● Task instructions
Write out each line of the entries exactly, starting at the first and finishing with the line that contains "A point set on every instance of the white wall, each".

Stored items from a collection
-- Opening Marker --

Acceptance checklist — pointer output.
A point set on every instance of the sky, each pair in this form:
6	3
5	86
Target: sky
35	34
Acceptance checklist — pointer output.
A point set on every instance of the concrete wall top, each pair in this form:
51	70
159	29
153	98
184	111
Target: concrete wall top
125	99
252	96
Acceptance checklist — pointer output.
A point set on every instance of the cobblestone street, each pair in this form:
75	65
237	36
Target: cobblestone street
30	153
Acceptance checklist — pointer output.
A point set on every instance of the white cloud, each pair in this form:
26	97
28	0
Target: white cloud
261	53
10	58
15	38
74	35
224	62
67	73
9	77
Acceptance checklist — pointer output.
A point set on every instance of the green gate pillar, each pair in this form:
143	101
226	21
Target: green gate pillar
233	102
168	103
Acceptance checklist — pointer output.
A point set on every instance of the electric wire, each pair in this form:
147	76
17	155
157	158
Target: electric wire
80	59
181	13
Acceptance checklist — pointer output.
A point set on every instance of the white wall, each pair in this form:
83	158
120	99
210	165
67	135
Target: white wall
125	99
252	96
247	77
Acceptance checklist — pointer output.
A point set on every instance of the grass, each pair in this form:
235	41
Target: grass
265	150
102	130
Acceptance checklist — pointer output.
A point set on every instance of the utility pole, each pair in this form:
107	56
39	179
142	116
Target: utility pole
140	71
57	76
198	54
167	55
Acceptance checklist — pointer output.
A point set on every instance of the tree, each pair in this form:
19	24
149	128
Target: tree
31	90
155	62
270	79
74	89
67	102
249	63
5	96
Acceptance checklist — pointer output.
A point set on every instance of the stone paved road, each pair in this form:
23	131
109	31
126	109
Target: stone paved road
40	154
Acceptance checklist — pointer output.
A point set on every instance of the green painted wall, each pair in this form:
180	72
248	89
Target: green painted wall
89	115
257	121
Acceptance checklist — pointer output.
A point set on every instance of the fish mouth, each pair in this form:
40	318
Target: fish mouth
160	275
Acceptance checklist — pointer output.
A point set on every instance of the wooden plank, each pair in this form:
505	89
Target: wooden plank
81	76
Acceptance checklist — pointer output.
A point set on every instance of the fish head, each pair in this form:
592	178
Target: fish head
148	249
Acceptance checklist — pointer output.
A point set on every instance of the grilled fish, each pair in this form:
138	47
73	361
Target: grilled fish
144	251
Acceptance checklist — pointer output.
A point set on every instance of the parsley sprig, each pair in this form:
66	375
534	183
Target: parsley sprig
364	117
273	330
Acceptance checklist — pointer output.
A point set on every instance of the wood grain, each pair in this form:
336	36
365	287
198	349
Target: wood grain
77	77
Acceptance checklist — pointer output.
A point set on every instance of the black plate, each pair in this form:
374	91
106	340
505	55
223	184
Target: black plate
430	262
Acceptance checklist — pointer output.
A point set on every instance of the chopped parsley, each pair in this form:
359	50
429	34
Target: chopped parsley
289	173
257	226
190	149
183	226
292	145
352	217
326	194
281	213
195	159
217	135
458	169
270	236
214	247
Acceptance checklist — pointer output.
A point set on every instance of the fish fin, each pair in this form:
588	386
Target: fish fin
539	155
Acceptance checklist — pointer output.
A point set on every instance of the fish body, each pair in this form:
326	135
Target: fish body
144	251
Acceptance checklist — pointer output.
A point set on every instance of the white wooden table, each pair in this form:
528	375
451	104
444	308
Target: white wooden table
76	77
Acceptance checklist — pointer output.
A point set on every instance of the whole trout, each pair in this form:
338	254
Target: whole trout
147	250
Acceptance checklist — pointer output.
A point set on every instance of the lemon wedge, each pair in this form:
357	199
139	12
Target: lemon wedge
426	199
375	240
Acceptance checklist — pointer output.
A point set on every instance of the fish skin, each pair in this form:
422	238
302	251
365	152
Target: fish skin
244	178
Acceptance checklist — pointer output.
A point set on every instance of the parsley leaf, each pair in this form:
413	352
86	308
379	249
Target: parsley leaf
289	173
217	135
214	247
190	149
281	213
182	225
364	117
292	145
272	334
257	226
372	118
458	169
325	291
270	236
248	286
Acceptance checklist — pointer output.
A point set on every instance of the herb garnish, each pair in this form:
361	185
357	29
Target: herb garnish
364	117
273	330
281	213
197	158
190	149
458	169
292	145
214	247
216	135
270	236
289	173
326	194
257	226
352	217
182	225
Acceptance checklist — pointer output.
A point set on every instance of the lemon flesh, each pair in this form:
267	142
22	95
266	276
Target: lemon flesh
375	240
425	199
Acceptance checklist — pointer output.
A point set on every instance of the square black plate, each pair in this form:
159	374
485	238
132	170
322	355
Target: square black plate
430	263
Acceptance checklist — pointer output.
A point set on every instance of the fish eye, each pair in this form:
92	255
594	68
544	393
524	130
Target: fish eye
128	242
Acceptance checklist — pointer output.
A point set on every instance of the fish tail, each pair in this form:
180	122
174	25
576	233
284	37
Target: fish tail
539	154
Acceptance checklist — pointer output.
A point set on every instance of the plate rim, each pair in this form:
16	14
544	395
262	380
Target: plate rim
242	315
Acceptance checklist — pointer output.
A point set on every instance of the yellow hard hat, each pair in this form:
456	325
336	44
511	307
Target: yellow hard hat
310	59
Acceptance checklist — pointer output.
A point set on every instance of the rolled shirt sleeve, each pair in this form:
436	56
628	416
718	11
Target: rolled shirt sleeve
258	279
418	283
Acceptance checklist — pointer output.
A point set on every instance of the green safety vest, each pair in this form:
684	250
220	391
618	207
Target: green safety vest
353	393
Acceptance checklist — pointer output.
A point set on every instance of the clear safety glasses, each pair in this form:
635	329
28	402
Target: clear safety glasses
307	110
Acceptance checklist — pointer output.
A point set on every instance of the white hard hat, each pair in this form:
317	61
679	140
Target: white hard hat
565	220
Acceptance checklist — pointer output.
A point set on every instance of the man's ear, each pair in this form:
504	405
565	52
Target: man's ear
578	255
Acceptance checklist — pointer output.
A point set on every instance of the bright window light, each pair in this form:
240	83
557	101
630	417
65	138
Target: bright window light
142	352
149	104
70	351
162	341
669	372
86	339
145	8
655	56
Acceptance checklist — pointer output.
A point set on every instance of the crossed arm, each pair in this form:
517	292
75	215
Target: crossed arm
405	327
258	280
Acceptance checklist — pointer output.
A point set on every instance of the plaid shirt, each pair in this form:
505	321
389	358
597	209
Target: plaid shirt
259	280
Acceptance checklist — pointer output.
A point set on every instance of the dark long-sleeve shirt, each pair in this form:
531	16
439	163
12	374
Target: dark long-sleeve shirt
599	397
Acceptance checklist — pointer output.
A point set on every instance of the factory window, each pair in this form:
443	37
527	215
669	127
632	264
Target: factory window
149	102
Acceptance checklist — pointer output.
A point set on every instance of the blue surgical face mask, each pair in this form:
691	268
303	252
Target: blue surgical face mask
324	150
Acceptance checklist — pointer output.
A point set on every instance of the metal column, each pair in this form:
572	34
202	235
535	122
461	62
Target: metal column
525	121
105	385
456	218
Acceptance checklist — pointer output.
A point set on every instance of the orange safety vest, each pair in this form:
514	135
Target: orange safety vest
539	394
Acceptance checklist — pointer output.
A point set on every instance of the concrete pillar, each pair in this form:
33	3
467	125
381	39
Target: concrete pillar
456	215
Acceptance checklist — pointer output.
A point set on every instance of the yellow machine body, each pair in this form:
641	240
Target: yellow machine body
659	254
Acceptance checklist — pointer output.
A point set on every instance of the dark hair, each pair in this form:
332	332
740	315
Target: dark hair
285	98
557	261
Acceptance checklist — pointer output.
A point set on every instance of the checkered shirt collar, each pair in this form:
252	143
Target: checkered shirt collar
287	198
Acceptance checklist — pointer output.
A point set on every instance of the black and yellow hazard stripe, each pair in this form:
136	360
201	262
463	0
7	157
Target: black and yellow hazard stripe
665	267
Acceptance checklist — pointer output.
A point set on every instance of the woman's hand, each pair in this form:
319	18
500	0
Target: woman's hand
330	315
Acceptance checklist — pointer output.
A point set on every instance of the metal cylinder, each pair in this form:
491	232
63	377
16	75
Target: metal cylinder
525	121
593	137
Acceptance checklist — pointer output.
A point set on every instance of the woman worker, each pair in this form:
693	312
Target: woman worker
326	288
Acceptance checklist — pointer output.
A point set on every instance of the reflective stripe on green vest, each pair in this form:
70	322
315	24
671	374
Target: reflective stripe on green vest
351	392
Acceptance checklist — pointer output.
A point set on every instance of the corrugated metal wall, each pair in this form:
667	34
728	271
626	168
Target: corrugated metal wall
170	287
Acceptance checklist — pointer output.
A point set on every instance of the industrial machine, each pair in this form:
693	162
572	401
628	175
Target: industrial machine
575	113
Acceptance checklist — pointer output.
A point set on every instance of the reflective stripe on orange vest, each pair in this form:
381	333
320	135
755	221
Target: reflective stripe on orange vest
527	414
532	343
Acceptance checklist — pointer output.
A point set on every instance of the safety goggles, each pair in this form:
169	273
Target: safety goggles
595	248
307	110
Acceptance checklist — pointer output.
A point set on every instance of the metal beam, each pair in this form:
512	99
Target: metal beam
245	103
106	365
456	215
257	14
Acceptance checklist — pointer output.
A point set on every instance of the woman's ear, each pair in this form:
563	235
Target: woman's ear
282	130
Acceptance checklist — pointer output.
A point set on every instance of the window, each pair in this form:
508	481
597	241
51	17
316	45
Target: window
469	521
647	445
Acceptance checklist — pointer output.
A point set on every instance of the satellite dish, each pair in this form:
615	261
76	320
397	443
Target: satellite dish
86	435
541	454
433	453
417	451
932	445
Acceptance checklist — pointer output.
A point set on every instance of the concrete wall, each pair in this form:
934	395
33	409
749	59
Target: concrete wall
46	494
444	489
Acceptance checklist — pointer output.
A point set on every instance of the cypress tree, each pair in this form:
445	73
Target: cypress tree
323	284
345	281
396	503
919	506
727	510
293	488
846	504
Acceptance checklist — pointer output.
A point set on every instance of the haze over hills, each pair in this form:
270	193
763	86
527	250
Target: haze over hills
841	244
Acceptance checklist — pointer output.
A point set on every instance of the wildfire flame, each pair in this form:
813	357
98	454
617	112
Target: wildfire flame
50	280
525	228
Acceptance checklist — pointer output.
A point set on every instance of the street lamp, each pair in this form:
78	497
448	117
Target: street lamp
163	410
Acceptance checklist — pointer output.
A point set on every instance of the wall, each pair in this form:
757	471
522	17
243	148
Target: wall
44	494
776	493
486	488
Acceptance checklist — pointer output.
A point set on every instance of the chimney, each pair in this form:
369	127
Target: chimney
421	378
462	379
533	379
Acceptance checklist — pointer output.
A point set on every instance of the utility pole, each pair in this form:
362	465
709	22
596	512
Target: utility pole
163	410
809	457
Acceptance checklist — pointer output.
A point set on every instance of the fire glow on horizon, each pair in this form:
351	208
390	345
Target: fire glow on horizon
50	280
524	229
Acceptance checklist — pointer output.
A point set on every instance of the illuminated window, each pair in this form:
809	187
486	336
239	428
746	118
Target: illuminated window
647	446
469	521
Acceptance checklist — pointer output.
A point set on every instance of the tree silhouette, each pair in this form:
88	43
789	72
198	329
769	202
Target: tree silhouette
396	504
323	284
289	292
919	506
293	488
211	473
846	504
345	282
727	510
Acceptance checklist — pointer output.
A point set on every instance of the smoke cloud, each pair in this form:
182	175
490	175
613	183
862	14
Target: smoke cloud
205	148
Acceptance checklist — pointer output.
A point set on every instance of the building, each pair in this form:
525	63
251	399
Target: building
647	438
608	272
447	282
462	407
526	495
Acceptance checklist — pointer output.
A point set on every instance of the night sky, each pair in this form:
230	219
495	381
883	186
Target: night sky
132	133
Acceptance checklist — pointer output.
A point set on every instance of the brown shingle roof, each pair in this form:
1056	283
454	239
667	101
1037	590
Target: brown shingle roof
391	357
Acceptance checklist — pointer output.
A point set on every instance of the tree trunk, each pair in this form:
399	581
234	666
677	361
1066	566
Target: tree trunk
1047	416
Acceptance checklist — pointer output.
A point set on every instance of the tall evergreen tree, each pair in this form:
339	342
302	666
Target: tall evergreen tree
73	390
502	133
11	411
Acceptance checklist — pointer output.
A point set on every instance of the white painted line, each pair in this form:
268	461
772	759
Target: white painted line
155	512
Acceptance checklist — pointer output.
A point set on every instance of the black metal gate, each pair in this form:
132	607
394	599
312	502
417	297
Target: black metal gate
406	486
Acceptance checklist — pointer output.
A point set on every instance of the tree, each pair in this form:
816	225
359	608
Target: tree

-- Closing Marker --

● Output for this exercise
Acceptance checklist — pointer output.
A point set on every instance of the sky, each pair in this form:
6	3
5	86
Target: sky
35	34
Acceptance checklist — pointer output.
A point set on every instance of the concrete wall top, each pair in this form:
51	70
159	29
153	98
184	111
Target: concrete wall top
125	99
252	96
Acceptance checklist — pointer output.
A point set on every instance of the cobblestone street, each pair in this form:
75	65
237	36
Target: cobblestone street
30	153
Acceptance checklist — pointer output.
A point set on every instance of the white cloud, each pair in this form:
26	97
28	0
Target: white cloud
261	53
10	58
15	38
74	35
224	62
67	73
9	77
Acceptance checklist — pointer output.
A point set on every instance of the green gate pillar, each pair in this form:
143	101
226	21
Target: green gate pillar
233	102
168	103
Acceptance checklist — pointer output.
A point set on every instance of the electric wire, each pair in this form:
147	76
17	155
157	158
Target: electric wire
80	59
181	13
Acceptance checklist — pointer output.
A point set on every instance of the white wall, each pair in this form:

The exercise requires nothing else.